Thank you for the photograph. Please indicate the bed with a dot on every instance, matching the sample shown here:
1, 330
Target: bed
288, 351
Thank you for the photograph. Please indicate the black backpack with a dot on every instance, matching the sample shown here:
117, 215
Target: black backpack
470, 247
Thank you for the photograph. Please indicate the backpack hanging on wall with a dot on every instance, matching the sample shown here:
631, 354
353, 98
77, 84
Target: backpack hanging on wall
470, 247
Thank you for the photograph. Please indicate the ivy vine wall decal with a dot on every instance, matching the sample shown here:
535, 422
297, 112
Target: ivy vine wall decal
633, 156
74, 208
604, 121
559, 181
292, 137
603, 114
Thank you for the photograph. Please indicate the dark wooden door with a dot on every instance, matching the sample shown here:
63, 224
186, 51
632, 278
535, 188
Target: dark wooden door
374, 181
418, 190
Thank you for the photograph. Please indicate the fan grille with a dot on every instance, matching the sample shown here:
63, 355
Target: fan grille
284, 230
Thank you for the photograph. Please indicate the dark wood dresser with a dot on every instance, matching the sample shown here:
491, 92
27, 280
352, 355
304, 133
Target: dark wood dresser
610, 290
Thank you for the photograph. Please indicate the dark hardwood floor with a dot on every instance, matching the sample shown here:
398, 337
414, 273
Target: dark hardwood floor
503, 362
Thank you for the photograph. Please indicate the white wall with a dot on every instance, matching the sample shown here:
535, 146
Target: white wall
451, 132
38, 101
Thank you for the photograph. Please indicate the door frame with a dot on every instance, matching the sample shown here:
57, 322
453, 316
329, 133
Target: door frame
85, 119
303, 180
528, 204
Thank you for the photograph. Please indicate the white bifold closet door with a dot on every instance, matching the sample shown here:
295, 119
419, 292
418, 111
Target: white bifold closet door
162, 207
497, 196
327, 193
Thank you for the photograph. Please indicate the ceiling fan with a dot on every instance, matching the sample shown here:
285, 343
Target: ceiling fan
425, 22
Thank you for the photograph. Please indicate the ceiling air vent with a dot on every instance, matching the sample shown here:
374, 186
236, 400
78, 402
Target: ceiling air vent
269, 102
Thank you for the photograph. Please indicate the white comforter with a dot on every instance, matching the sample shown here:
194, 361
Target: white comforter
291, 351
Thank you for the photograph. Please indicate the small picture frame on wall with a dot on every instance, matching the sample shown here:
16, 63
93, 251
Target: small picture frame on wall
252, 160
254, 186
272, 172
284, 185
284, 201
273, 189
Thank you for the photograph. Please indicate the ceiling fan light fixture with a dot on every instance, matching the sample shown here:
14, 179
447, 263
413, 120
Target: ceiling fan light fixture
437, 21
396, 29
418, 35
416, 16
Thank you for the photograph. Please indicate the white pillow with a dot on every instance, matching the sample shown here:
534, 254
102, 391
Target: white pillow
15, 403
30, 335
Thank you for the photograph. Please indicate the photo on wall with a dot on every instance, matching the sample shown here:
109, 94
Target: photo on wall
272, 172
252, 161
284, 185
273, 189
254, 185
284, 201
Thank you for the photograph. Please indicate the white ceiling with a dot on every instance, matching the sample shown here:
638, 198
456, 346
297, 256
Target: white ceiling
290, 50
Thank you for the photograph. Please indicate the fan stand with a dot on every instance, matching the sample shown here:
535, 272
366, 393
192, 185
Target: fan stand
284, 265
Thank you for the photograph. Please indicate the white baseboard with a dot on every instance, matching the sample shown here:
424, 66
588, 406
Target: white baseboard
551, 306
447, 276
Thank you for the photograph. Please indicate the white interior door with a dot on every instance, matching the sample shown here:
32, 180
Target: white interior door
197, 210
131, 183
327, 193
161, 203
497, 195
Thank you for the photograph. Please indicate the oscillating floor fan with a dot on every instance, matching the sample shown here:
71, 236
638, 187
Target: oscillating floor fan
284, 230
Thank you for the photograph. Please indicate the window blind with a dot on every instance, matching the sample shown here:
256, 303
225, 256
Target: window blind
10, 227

**WORK TO COMPLETE:**
Reproduce only the lines between the line containing "the white comforter" and the last line of the records, those two lines included, exactly.

**FINISHED ANSWER:**
Thank you for the photograph. Please indicate the white comforter with a dot on every instance, matching the sample shown here:
194, 361
Target: white comforter
291, 351
Thank you for the photograph. Please indicate the small picture frame on wall with a dot on every instance, matching the sample shown here:
16, 63
93, 251
Target: small picture frame on wall
252, 160
254, 186
272, 172
284, 185
284, 201
273, 189
Thank you for the photograph. Please indicate the ceiling fan light fixture with a dot on every instance, matching the sample shown here:
14, 179
447, 263
413, 120
Target: ceiling fan light fixture
437, 21
396, 29
418, 35
416, 16
Thank you for the photograph. Please indicate the white pillow with a dot on every instance, matching the sample shown here:
534, 254
102, 391
Target: white pillow
15, 403
30, 335
Thank you for the photograph. Please indicate the photo on wall with a dot on every instance, matching the sample shown here:
109, 94
Target: photo on wall
272, 172
252, 161
284, 185
273, 189
254, 185
284, 201
Thank you for the photograph. Please indicate the white ceiling with a dot on every instance, matching the sample shown here:
638, 198
456, 346
297, 256
Target: white ceiling
290, 50
Thank you for the photograph. Please indicate the fan stand with a dot on every instance, matching the sample shown here:
535, 272
366, 393
192, 185
Target: fan stand
284, 265
Thank you for the photograph. Please indicate the white baseboard with a dot on every instance, matching the sample shown here:
424, 66
588, 406
Target: white baseboard
551, 306
447, 276
Thank you for the photograph. Please indicate the white interior door with a dot on every instance, matching the sample shown here:
32, 180
Target: white interior door
197, 210
131, 183
327, 193
161, 203
497, 195
Thank you for the photograph. Please indicate the oscillating floor fan with a dot on every instance, matching the sample shown here:
71, 236
638, 187
Target: oscillating floor fan
284, 230
Thank you for the photograph. Please indicate the window blind with a dot on every instance, matching the sample shown here:
256, 303
225, 256
Target: window blind
10, 227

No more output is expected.